## Problem
Each entry below needs to be copied exactly, with nothing dropped.

## Entries provided
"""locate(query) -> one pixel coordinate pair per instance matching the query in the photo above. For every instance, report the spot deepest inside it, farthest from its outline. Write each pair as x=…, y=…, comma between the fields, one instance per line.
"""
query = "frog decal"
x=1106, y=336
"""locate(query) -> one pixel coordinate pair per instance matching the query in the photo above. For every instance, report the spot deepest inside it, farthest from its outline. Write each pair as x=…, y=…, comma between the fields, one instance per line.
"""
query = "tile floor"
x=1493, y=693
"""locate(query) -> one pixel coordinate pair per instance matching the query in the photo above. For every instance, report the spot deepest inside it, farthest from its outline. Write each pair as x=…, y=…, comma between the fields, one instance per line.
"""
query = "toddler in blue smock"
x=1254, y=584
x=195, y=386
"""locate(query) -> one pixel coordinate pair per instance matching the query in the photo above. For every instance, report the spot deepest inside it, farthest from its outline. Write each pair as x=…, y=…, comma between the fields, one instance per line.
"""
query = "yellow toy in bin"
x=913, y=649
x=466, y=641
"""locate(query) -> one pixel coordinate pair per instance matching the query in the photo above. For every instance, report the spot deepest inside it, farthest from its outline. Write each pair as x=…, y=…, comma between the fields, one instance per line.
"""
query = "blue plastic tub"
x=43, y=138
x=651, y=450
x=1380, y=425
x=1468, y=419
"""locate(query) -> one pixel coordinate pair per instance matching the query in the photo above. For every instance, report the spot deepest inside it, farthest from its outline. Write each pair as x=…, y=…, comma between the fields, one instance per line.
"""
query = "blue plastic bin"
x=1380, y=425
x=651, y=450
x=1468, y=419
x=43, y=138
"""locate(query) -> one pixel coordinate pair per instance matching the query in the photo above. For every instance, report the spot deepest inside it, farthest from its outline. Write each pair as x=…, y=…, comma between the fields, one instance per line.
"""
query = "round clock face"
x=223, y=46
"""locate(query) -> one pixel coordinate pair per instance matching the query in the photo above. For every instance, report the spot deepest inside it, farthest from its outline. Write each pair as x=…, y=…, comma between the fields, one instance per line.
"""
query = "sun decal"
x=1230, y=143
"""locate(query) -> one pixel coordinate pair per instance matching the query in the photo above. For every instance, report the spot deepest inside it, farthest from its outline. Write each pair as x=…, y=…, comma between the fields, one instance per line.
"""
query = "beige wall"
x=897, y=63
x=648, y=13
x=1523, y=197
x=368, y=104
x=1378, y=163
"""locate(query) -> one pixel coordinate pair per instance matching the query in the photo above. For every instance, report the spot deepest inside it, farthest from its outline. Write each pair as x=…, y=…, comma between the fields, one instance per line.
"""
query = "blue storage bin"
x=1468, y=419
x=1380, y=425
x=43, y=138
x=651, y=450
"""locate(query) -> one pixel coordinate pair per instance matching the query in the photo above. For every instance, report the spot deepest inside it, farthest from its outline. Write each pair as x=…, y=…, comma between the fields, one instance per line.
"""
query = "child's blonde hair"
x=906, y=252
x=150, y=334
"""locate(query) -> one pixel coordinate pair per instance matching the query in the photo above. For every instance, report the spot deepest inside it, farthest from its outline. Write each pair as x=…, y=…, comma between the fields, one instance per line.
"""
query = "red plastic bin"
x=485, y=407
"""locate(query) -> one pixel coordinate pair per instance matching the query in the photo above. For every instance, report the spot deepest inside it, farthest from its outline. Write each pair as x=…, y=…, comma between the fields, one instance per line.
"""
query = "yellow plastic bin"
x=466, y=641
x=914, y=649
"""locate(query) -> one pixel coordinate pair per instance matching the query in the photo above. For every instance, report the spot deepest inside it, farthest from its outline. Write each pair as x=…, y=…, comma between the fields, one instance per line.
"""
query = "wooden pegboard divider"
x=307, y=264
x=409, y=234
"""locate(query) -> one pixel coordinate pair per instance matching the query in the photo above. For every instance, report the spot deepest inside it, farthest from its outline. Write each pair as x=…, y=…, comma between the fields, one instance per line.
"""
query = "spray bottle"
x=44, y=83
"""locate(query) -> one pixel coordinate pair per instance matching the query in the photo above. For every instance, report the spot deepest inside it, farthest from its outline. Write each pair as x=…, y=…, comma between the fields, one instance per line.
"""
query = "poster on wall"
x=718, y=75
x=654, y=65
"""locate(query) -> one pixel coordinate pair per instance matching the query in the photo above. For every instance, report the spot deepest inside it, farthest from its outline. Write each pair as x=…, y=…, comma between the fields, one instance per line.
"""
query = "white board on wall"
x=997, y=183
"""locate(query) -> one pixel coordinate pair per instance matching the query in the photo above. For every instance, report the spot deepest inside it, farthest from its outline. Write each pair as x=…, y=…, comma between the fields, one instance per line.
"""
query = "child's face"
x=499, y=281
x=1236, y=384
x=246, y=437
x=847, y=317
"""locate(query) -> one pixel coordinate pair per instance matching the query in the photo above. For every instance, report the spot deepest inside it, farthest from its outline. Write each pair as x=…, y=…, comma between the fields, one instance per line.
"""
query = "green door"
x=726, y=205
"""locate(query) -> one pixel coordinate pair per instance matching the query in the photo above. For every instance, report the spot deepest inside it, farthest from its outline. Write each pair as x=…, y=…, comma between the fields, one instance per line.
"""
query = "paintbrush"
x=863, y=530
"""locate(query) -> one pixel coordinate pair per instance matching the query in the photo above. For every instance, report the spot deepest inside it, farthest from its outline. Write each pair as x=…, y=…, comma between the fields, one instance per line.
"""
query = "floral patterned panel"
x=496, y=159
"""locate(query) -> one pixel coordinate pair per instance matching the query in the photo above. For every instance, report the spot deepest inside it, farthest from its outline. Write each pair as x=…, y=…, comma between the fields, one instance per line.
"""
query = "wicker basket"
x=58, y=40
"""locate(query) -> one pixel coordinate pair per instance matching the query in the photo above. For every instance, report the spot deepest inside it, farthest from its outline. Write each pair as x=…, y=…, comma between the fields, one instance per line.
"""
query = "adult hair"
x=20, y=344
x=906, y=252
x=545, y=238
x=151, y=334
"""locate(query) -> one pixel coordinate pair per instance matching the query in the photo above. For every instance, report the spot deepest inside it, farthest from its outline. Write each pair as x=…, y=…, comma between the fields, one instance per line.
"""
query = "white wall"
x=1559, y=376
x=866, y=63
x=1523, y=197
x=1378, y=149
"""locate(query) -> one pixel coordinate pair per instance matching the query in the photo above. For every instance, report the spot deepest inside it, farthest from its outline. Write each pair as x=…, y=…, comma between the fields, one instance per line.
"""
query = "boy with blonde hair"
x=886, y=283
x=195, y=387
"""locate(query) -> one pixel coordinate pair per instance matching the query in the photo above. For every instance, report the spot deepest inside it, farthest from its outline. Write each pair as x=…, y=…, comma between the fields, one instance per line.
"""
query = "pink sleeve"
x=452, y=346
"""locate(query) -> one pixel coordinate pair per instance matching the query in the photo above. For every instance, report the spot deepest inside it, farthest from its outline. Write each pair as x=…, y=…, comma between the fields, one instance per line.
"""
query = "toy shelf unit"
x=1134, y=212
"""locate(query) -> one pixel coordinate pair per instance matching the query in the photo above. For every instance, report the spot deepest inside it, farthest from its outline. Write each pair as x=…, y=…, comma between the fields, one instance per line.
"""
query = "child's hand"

## Finished exercise
"""locate(query) -> one pixel coordinate pair per instance matching the query in the photo above. For every instance, report the spot deepest inside it, farthest from its outline. Write each pair as x=…, y=…, comma between the fields, one instance per line.
"""
query = "frog decal"
x=1106, y=336
"""locate(query) -> one pixel coordinate pair per instance matching the query in the photo above. For every instance, report the spot deepest inside it, farthest from its outline. Write each pair as x=…, y=…, comma between the fields, one instance per line.
"""
query = "tile floor"
x=1493, y=693
"""locate(query) -> one pixel coordinate pair per instance matching the query in the photo above. For every instance, report the spot deepest inside it, farthest from its outline. Write each pair as x=…, y=…, comma between the fields, one instance per line.
"""
query = "toddler in blue smock"
x=1254, y=584
x=195, y=386
"""locate(query) -> one pixel coordinate pair per instance matching the query in the photo above. For every instance, report the spot deepest inside it, farthest from its outline. Write each pair as x=…, y=…, comma between the fields, one instance per line.
"""
query = "yellow toy in bin"
x=913, y=649
x=466, y=641
"""locate(query) -> one pixel coordinate pair per instance matching the query in the photo above. For every instance, report the spot deepest inside it, farthest from its outline. Write each pair as x=…, y=…, comma between the fields, one instance per line.
"""
query = "blue plastic tub"
x=43, y=138
x=651, y=450
x=1380, y=425
x=1468, y=419
"""locate(query) -> one pixel coordinate pair per instance matching the query in the photo above. For every instance, report the spot deepest inside it, farthest from its outline. Write each pair as x=…, y=…, comma between the fields, one instance per line.
"""
query = "blue plastic bin"
x=1380, y=425
x=651, y=450
x=1468, y=419
x=43, y=138
"""locate(query) -> one pixel coordinate pair per instance matching the query in the photo above. For every instance, report the spot deepest inside it, farthest from its outline. Write each pair as x=…, y=…, comma between the fields, one instance per line.
"""
query = "round clock face"
x=223, y=46
"""locate(query) -> one pixel coordinate pair per instance matching the query in the photo above. For every instance, report the spot deepest inside it, farthest from its outline. Write each pair as x=…, y=…, comma between the fields, one instance per line.
"""
query = "sun decal"
x=1230, y=143
"""locate(query) -> one pixel coordinate pair per instance matching the query in the photo above. For every instance, report the spot deepest inside it, farthest from its outline. Write each pair as x=…, y=…, comma between the fields, one instance per line.
"""
query = "beige wall"
x=897, y=63
x=648, y=13
x=1523, y=197
x=368, y=104
x=1378, y=163
"""locate(query) -> one pixel coordinate pair per instance matching the query in the photo above. For every instance, report the spot deepest inside it, farthest from its outline. Write each pair as x=…, y=…, comma between the fields, one instance per line.
"""
query = "blue storage bin"
x=1468, y=419
x=1380, y=425
x=43, y=138
x=651, y=450
"""locate(query) -> one pixel coordinate pair per instance matching the query in the photo above. For every instance, report the spot deepest inside it, farthest from its outline. Write each pair as x=…, y=…, comma between the fields, one instance per line.
"""
query = "child's blonde hair"
x=906, y=252
x=150, y=334
"""locate(query) -> one pixel coordinate pair per instance matching the query in the photo above. For every instance, report the spot deepest inside it, farthest from its outline. Write each pair as x=…, y=…, comma between the fields, one instance per line.
"""
query = "red plastic bin"
x=485, y=407
"""locate(query) -> one pixel coordinate pair per instance matching the query in the photo above. For every instance, report the spot deepest inside it, farthest from its outline. Write each pair as x=…, y=…, comma between the fields, one instance per line.
"""
query = "yellow plastic bin"
x=466, y=641
x=914, y=649
"""locate(query) -> one pixel coordinate pair per instance matching the query in the photo above. For every instance, report the spot deepest inside it, farthest from its outline. Write each pair as x=…, y=…, comma between the fields, one instance per line.
"""
query = "wooden pegboard divider"
x=307, y=264
x=409, y=234
"""locate(query) -> one pixel coordinate pair per instance matching the query in the photo above. For every instance, report the spot deepest inside it, farthest from its outline. Write each pair as x=…, y=…, comma between the fields, one instance per line.
"""
query = "spray bottle"
x=44, y=83
"""locate(query) -> one pixel coordinate pair per instance matching the query in the photo above. For every instance, report the spot deepest inside it, farthest from its outline. Write each pair as x=…, y=…, comma between the fields, one instance per line.
"""
query = "poster on wall"
x=718, y=75
x=654, y=65
"""locate(query) -> one pixel coordinate pair per instance matching the query in the photo above. For every instance, report the spot deepest inside it, farthest from its outline. Write each pair as x=…, y=…, comma between the fields, one instance per line.
"""
query = "white board on wall"
x=997, y=183
"""locate(query) -> one pixel coordinate pair per instance matching the query in the photo above. For every instance, report the spot deepest inside it, farthest from its outline. Write each pair as x=…, y=…, comma between the fields, one instance per line.
"""
query = "child's face"
x=499, y=281
x=1236, y=384
x=246, y=437
x=847, y=317
"""locate(query) -> one pixel coordinate pair per instance matching the query in the photo above. For every instance, report the spot deepest inside it, farthest from its outline. Write each pair as x=…, y=…, comma between the fields, one instance per line.
"""
query = "green door"
x=726, y=205
"""locate(query) -> one pixel coordinate pair per instance matching the query in the photo above. For every instance, report the spot deepest inside it, farthest from its outline. Write each pair as x=…, y=…, comma between the fields, one instance per line.
"""
query = "paintbrush"
x=863, y=530
"""locate(query) -> one pixel coordinate pair per instance matching the query in the photo above. For every instance, report the spot deepest inside it, farthest from its outline. Write each pair as x=…, y=…, comma between the fields, one instance per line.
"""
query = "floral patterned panel"
x=496, y=159
"""locate(query) -> one pixel coordinate pair per instance matching the query in the photo above. For every instance, report the spot deepest inside it, farthest from its outline. Write each pair as x=…, y=…, comma between the fields, one instance per line.
"""
query = "wicker basket"
x=58, y=40
"""locate(query) -> one pixel coordinate pair per instance matching the query in the photo above. For every instance, report the spot deepest inside it, farthest from its outline. Write each pair as x=…, y=…, comma between the fields, one instance per line.
"""
query = "adult hair"
x=20, y=344
x=906, y=252
x=545, y=238
x=151, y=334
"""locate(query) -> one pixel coordinate pair per instance matching the query in the photo above. For every instance, report the spot deepest inside it, farthest from its outline. Write each pair as x=…, y=…, comma between the fields, one instance per line.
"""
query = "white wall"
x=1559, y=376
x=866, y=63
x=1523, y=197
x=1378, y=149
"""locate(query) -> one pixel coordinate pair per instance matching the query in the photo above. For every instance, report the spot deepest inside it, farthest from its outline. Write each pair as x=…, y=…, comma between the fields, one instance per line.
"""
query = "boy with blonde hair"
x=886, y=283
x=195, y=387
"""locate(query) -> one pixel coordinate pair per instance matching the query in the photo above. For every instance, report the spot deepest inside it, farthest from its outline. Write each pair as x=…, y=…, comma between the fields, one instance per line.
"""
query = "pink sleeve"
x=452, y=346
"""locate(query) -> one pixel coordinate pair per instance matching the query in the photo above. For every instance, report the spot deepest inside it, farthest from its outline. Write each pair as x=…, y=…, comma between the fields, one instance per line.
"""
query = "toy shelf unit"
x=1134, y=212
"""locate(query) -> one pixel coordinate pair per instance matching the query in the photo above. For every instance, report the spot deepest inside it, farthest from its outline. Write each pair as x=…, y=…, comma between the fields, one instance per line.
"""
query = "child's hand"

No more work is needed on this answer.